▶ _TEXTAUSZUG_:
Viel später schrieb ich wegen Lou Reed meinen ersten Leserbrief. Grund war ein Verriss von THE RAVEN, seines Edgar-Ellen-Poe-Projekts, und eigentlich wollte ich an dieser Stelle etwas über den Rezensenten schreiben, es ist einer von den beiden Geschmackspolizisten mit den vielen ‚D’s’ im Namen. Doch dann dachte ich: Och nö. Da trage ich lieber meinen Teil dazu bei, die Erinnerung an selbige auszulöschen. Ihre Namen werden ohnehin längst vergessen sein, wenn die Menschen noch zu „Cool It Down“ mit dem Fuß wippen. Das, übrigens, befindet sich auf „Loaded“, dem letzten Album von VELVET UNDERGROUND. Es gilt als ihr schwächstes. Mir ist es das liebste.
Neil Gaiman, Autor u.a. der Sandman-Comics und einer Biographie über Douglas Adams, hat dazu etwas schönes in seinem Nachruf geschrieben. Er bringt das berühmte Zitat von Brian Eno, der einmal sagte, THE VELVET UNDERGROUND & Nico habe vielleicht nur 30.000 Käufer gefunden, aber alle Käufer hätten danach eine Band gegründet. „Das mag stimmen“, setzt Gaiman fort, „aber manche von uns haben Loaded immer und immer wieder gehört und fingen an, Geschichten zu schreiben.“
Etwas später in seinem Nachruf sagt Gaiman, dass er durch Reeds gemeinsam mit John Cale aufgenommenes „Songs For Drella“ mehr über Andy Warhol gelernt habe, als durch sämtliche Biographien und Artikel, die er zuvor gelesen hatte. Das geht mir ähnlich. Und mit ganz New York übrigens auch.
Lou Reed war ein Geschichtenerzähler, und das machte ihn zu einem fantastischen Rock&Roll-Sänger. Er wusste, welche Betonung seine Texte brauchten. Seine Stimme ist die Klammer, die alles zusammenhält, egal wie unterschiedlich seine Alben klingen. Lou Reed hat sich nie wiederholt, nie angebiedert und, was er am allerwenigsten getan hat: Erwartungen erfüllt - außer, man erwartete das Unerwartete.
Vor nicht allzu langer Zeit wollte Lou Reed das Leipziger Centraltheater mit seinem Metal Machine Trio beehren. Ich war elektrisiert, wartete auf Tickets - und dann wurde der Auftritt abgesagt, „for very personal reasons“, wie es auf seiner Website hieß. Ich hatte kein gutes Gefühl, was sich erst wieder beruhigte, als er sich mit METALLICA ins Studio begab. Und, hatte das jemand erwartet?

▶ _AUSGANGSDATEN_:
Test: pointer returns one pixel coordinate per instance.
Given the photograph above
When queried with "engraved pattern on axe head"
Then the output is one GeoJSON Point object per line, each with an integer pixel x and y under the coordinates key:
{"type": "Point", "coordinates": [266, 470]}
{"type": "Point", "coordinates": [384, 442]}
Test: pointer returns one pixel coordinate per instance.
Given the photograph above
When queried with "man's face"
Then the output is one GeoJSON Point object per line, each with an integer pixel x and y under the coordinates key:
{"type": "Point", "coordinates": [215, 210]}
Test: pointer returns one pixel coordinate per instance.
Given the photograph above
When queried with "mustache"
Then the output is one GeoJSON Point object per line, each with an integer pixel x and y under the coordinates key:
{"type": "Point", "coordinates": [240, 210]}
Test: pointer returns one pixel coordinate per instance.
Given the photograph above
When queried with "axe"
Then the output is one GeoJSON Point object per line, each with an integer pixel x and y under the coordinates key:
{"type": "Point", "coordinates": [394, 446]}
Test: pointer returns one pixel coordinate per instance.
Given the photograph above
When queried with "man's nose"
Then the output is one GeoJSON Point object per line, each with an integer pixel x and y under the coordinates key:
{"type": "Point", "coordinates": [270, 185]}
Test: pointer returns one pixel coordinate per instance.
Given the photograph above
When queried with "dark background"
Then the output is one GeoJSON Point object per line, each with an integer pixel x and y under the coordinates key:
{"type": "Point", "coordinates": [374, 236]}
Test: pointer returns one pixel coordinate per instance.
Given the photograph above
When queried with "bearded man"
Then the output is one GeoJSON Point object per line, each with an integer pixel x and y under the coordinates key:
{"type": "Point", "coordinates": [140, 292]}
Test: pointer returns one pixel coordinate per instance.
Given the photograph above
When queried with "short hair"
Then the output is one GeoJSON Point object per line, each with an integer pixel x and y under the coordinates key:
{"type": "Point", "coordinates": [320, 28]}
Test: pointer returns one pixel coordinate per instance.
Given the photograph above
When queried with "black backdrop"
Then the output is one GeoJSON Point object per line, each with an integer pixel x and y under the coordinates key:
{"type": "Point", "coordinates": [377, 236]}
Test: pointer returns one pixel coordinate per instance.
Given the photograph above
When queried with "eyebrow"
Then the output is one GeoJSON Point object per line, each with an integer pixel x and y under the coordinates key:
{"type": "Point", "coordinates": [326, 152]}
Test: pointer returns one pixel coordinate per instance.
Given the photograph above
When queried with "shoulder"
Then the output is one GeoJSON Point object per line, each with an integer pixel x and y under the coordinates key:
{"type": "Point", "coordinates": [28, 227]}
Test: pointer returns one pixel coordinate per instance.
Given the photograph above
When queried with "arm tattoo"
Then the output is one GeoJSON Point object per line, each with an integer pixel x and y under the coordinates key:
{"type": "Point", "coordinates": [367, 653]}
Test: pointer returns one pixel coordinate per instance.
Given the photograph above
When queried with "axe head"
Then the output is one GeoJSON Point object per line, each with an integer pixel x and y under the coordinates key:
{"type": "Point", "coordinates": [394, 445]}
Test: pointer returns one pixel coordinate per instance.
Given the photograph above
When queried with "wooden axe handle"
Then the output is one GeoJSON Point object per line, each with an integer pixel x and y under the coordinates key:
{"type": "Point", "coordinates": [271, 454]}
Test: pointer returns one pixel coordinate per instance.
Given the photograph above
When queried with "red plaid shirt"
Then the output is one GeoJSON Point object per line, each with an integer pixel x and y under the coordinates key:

▶ _DEINE AUFGABE_:
Schreibe den Text über Lou Reed im Anschluss an seinen letzten Satz weiter. Die Zeilen haben mit dem Text über Lou Reed nichts zu tun.

▶ _LÖSUNG_:
So blieb es dabei, dass ich Mr. Reed ein einziges Mal live erleben durfte, im Jahr 2000 in der Düsseldorfer Philipshalle. Sie war bis in die erste Reihe bestuhlt. Ich hatte das nicht erwartet, und nach der ersten Enttäuschung und etwa 30 Minuten war es eh egal, denn dann spielte er eine halsbrecherische Version von „Romeo Had Juliette“, bei dem die Bühne erbebte schon bevor Schlagzeuger Tony „Thunder“ Smith zum Doublebassgewitter ansetzte. Wir tanzten für den Rest des Konzerts in unserer Stuhlreihe. Und waren dankbar für jedes kleine Lächeln, jede Geste, jedes an uns gerichtete, gemurmelte Wort, das uns aus Mr. Reeds schildkrötenweisem Gesicht zugestanden wurde. Es war, als könnten wir dadurch einen kurzen Blick erhaschen auf das, was wirklich in ihm vorging, für den Bruchteil einer Sekunde die Distanz überwinden, die mich voller Respekt von Mr. Reed schreiben und mich Fan sein lässt.
Auf dem Rücken des Tourshirts, das ich mir kaufte, stehen in großen, freundlichen Buchstaben die Worte „DON’T BE AFRAID“. Lou Reed hat seinen Grabsteinspruch selbst verfasst, vor Jahren schon, im Song „NYC Man“:
"New York City I Love YouBlink Your Eyes and I’ll be Gone Just a Little Grain of Sand"
Farewell, Mr. Reed, lakonisch wie immer. Die Welt ist ein Stück berechenbarer geworden.